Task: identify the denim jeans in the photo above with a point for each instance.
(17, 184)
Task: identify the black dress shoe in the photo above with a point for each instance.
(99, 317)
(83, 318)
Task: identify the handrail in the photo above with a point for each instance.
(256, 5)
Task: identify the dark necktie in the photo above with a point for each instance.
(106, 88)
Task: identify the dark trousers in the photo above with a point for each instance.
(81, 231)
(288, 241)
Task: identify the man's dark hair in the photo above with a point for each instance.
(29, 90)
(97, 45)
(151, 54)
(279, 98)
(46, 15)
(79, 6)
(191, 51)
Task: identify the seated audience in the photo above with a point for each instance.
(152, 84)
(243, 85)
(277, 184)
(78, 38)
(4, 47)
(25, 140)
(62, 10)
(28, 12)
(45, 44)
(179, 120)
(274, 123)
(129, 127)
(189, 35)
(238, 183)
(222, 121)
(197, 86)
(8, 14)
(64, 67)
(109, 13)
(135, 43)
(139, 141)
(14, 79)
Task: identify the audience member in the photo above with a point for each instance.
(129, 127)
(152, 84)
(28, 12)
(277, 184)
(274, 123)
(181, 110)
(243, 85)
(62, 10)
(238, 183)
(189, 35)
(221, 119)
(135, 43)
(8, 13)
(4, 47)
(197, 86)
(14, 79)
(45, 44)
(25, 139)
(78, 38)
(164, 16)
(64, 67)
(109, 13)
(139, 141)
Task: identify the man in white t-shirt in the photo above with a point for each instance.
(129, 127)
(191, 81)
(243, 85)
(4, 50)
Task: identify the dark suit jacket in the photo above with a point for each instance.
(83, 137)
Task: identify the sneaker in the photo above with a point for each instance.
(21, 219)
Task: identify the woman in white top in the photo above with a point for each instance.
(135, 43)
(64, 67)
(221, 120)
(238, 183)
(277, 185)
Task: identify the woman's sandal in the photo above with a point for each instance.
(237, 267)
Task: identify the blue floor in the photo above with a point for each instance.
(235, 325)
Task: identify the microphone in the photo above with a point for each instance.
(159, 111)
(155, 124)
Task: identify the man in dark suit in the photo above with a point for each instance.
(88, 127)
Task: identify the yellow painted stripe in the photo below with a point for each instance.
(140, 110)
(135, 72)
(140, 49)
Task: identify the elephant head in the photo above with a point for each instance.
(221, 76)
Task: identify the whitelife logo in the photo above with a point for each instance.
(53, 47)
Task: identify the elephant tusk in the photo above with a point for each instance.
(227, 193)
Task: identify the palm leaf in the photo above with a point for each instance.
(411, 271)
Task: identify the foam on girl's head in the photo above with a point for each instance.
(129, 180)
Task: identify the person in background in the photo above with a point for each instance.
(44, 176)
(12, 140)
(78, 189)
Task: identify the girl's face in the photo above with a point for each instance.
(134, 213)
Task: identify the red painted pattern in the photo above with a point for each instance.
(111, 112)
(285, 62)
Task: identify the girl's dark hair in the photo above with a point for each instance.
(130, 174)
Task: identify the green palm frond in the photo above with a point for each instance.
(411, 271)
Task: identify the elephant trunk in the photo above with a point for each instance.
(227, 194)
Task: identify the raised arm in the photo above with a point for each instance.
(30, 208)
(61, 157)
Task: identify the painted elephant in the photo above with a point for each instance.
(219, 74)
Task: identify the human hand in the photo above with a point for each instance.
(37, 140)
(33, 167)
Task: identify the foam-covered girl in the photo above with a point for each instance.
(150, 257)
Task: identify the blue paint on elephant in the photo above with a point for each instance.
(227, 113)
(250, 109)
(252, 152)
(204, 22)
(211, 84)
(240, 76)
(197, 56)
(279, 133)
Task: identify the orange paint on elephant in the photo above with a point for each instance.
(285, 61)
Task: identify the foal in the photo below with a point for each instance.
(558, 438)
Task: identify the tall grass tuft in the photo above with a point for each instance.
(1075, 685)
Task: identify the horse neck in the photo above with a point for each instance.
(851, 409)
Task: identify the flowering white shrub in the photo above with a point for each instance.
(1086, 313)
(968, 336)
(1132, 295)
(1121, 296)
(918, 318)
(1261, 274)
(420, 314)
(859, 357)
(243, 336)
────────
- Requirements
Render the rows running from the one containing "Task: identify the foal" through the end of the rows as a two-column CSV with the headers text and answer. Give each row its own CSV line, with each value in one quoted field and its line breaks replaced by spaces.

- Exercise result
text,answer
"Task: identify the foal in the photo below with a point for each instance.","(558, 438)"
"Task: identify the tall grass tuft in the photo above with a point for each instance.","(1075, 685)"
"Task: identify the horse neck in the photo above with a point for each instance.","(851, 409)"
"Task: identify the flowering white shrub in the photo above with a point for each instance.","(1086, 313) (968, 336) (1132, 295) (1121, 296) (918, 318) (1261, 274) (420, 314) (859, 357) (243, 336)"